## [Provided information]

■ ■ ■ ■ ■

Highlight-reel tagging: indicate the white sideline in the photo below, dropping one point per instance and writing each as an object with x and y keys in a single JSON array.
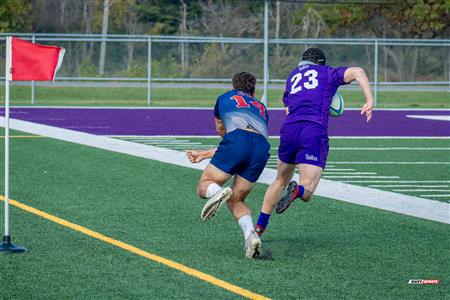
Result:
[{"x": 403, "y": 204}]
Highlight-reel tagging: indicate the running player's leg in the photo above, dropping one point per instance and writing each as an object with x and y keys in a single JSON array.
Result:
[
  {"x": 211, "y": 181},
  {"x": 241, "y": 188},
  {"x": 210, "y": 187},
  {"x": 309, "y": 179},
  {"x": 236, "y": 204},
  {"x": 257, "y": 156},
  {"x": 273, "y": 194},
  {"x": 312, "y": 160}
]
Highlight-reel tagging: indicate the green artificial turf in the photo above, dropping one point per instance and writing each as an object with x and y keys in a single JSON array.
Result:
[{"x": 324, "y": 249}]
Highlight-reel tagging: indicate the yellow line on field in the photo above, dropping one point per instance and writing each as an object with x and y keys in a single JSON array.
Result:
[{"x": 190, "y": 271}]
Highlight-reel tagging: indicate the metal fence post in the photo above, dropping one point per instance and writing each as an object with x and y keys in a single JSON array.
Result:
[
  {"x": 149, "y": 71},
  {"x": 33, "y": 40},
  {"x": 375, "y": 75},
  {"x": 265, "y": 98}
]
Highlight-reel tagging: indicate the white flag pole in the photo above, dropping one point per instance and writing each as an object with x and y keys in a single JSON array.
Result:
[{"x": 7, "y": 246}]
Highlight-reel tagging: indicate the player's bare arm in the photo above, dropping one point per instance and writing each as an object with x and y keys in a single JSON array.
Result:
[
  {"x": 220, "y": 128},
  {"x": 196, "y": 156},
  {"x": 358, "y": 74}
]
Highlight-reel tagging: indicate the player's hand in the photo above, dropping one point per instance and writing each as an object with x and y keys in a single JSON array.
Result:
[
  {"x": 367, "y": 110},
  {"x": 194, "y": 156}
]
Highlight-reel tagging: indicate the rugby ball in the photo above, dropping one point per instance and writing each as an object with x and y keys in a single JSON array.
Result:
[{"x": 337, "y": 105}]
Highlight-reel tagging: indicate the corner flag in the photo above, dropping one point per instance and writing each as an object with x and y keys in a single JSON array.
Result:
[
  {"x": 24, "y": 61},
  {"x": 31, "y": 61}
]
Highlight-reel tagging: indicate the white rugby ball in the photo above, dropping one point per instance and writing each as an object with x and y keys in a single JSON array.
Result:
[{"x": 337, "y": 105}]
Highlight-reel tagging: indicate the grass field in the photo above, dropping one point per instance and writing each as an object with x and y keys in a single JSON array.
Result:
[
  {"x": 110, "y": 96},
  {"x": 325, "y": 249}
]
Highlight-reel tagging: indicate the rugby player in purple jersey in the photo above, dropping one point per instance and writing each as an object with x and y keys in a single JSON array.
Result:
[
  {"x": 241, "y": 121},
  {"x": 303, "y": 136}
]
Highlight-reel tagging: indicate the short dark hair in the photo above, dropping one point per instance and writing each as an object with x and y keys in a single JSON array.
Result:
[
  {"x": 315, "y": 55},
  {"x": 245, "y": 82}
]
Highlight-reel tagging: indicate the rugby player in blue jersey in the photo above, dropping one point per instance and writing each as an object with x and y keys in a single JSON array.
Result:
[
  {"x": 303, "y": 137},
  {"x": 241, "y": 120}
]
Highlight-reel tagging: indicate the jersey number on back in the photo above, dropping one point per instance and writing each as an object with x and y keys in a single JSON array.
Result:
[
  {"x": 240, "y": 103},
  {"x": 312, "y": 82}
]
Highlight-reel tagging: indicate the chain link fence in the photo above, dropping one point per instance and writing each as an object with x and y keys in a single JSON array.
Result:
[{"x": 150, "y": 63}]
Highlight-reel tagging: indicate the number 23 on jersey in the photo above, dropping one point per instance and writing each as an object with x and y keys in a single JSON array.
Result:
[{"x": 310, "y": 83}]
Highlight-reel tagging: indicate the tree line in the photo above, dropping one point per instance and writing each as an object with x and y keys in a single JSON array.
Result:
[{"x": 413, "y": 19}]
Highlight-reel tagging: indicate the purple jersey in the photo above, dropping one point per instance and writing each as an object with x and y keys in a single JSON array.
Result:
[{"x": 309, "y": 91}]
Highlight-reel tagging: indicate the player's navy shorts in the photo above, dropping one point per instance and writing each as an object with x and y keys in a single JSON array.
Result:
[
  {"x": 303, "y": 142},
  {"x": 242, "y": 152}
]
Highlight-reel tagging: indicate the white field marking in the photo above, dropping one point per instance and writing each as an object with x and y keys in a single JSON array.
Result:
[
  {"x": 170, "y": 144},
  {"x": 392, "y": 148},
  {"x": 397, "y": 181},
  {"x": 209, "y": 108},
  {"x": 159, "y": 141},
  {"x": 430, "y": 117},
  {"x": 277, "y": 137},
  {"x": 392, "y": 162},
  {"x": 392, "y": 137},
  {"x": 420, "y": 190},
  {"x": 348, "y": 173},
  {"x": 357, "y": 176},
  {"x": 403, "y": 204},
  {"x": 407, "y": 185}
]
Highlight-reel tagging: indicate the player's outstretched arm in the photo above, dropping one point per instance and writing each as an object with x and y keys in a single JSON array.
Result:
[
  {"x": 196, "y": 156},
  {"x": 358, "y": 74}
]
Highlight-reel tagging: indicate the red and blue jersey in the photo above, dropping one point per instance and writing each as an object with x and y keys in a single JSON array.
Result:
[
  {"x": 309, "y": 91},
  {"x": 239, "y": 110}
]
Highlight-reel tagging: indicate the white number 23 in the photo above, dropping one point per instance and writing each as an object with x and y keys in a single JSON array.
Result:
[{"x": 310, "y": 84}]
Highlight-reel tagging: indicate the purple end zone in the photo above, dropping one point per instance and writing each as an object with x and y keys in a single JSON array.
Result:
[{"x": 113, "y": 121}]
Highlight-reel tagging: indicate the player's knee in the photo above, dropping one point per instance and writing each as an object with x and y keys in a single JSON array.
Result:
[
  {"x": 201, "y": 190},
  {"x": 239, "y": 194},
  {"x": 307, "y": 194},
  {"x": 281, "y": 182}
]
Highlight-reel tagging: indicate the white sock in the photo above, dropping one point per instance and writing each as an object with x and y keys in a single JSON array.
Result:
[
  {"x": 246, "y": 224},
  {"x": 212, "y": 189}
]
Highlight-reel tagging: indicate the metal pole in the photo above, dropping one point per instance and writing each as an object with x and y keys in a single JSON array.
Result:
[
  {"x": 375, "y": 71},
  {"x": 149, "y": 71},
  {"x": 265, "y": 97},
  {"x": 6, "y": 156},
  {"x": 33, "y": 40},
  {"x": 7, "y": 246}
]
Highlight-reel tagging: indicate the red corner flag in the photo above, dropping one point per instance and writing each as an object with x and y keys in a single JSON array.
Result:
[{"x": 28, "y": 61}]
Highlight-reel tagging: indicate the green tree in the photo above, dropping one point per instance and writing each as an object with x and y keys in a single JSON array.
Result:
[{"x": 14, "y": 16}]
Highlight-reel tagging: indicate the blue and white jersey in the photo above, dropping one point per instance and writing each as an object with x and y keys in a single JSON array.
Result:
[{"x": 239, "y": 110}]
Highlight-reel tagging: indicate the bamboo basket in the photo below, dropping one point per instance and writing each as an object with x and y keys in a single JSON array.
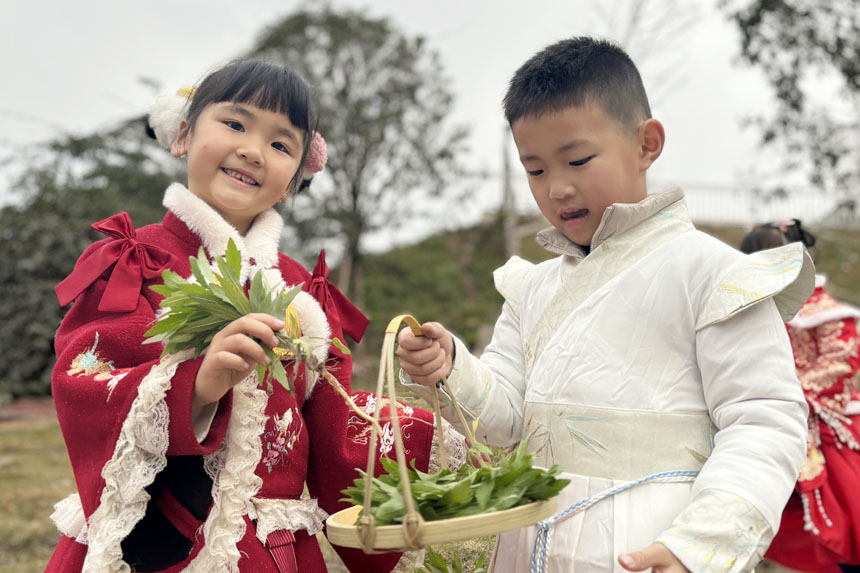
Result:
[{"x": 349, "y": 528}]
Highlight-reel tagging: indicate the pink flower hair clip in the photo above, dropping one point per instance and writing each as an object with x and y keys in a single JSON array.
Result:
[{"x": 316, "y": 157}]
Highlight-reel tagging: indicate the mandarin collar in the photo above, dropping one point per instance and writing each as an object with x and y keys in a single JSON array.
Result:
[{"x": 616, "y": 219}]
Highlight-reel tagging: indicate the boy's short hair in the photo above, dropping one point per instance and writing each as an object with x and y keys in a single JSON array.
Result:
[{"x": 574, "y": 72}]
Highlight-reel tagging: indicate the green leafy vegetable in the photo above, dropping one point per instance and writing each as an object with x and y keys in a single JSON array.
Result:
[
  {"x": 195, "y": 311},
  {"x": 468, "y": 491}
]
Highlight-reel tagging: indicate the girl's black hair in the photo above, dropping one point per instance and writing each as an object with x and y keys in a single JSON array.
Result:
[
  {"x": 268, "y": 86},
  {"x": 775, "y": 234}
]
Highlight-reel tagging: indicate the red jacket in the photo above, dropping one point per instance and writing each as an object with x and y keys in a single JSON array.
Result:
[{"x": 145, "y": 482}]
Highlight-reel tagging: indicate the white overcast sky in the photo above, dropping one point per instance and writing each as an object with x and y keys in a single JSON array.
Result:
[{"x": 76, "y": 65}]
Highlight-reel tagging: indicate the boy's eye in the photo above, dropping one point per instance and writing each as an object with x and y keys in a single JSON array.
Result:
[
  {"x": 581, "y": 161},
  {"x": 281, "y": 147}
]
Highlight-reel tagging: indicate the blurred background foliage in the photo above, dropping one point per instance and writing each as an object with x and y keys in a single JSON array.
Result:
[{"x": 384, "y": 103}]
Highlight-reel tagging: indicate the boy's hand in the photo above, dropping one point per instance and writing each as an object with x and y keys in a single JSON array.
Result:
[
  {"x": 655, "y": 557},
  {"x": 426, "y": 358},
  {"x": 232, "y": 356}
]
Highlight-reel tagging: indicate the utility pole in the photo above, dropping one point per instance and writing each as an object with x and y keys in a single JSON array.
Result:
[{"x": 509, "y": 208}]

■ ■ ■ ■ ■

Check each line of the data for the string "field" and state how many lines contain it, without any other output.

## [Exercise output]
3